• Perintah Tugas
Sajikan sebagai daftar bernomor bagian baris di bawah ini yang diawali baris yang memuat "point: man in" dan diakhiri baris yang memuat "column 267, row 261", dengan kedua baris tersebut disertakan. Baris kosong tidak perlu dimasukkan.

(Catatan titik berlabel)
======
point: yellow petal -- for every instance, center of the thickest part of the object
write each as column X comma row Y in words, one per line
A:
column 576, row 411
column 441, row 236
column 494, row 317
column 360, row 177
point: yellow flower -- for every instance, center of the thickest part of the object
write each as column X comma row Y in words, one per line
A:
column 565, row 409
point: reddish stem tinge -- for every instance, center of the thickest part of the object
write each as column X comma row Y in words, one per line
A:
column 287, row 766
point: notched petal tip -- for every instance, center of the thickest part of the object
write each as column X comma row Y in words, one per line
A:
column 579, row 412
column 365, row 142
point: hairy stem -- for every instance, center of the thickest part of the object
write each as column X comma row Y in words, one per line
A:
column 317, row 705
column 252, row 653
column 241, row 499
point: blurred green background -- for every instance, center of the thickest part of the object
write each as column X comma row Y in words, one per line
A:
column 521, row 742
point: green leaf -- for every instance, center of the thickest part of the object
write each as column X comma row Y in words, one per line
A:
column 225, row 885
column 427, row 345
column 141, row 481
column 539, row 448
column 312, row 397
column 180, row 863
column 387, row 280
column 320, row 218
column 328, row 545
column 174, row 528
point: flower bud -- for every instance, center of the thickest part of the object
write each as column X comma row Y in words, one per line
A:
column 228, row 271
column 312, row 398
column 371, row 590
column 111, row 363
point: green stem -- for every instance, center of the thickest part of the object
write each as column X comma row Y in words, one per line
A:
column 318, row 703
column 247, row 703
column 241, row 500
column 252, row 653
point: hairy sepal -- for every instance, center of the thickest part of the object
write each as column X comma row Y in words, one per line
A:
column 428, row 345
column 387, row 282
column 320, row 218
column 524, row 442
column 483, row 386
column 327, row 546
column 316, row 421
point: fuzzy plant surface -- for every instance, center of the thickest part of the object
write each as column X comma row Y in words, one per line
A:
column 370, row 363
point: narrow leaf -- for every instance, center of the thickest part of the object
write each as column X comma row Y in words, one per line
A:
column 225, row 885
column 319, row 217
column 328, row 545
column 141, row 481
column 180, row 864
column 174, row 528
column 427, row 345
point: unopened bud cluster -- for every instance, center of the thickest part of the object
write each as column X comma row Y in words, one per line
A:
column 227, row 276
======
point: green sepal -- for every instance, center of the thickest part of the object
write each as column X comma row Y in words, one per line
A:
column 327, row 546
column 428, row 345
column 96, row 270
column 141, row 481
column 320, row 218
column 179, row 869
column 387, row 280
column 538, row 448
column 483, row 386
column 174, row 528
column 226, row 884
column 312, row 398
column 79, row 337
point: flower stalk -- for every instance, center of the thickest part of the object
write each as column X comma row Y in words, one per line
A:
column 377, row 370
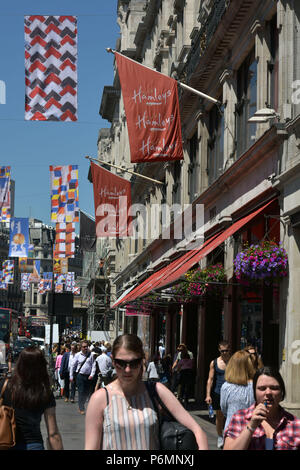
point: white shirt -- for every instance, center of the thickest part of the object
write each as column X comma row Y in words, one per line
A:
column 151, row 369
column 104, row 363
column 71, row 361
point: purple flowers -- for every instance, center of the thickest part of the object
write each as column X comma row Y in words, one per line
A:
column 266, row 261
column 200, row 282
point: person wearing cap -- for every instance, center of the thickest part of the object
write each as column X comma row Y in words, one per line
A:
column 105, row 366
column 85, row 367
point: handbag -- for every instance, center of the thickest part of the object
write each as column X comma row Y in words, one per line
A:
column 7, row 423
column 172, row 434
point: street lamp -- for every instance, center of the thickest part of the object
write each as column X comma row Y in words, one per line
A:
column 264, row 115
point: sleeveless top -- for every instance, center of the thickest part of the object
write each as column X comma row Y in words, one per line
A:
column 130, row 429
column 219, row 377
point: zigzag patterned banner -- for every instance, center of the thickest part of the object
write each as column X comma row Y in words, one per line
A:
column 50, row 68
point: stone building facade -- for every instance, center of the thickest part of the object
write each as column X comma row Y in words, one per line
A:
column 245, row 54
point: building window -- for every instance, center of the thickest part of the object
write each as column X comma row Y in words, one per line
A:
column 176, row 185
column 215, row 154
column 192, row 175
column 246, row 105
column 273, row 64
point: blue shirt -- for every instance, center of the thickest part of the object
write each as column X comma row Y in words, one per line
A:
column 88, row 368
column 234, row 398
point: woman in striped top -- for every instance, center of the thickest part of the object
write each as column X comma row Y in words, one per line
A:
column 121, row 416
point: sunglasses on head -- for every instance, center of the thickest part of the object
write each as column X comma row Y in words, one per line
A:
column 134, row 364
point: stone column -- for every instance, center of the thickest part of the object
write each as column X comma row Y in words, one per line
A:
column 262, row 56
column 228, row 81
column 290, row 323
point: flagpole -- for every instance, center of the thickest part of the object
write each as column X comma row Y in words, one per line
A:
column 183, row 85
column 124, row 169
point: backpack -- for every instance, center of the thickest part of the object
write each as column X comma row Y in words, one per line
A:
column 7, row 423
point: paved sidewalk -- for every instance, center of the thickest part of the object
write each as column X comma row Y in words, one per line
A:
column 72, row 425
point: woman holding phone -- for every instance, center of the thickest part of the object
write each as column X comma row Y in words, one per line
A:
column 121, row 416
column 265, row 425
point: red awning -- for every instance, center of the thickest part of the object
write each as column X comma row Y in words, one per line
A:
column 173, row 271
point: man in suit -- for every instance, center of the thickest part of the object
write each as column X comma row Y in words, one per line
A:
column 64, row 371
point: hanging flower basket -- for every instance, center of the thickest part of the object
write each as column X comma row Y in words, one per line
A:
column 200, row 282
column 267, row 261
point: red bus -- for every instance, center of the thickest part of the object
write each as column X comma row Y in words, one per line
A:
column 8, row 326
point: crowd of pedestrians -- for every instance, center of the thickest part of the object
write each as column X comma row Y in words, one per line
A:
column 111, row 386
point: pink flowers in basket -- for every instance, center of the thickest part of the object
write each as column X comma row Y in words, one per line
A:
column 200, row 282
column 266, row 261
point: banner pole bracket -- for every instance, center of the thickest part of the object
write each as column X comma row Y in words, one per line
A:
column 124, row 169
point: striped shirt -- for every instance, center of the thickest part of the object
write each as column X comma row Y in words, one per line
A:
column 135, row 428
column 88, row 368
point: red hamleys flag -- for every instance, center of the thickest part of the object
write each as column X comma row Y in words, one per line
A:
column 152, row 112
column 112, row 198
======
• Penyelesaian
1. point: man in suit -- for every instance, center of the thickest part of the object
2. write each as column X comma row Y in words, one per line
3. A:
4. column 64, row 371
5. point: hanging flower basket -- for every instance, center of the thickest part of the object
6. write each as column X comma row Y in words, one per line
7. A:
8. column 200, row 282
9. column 267, row 261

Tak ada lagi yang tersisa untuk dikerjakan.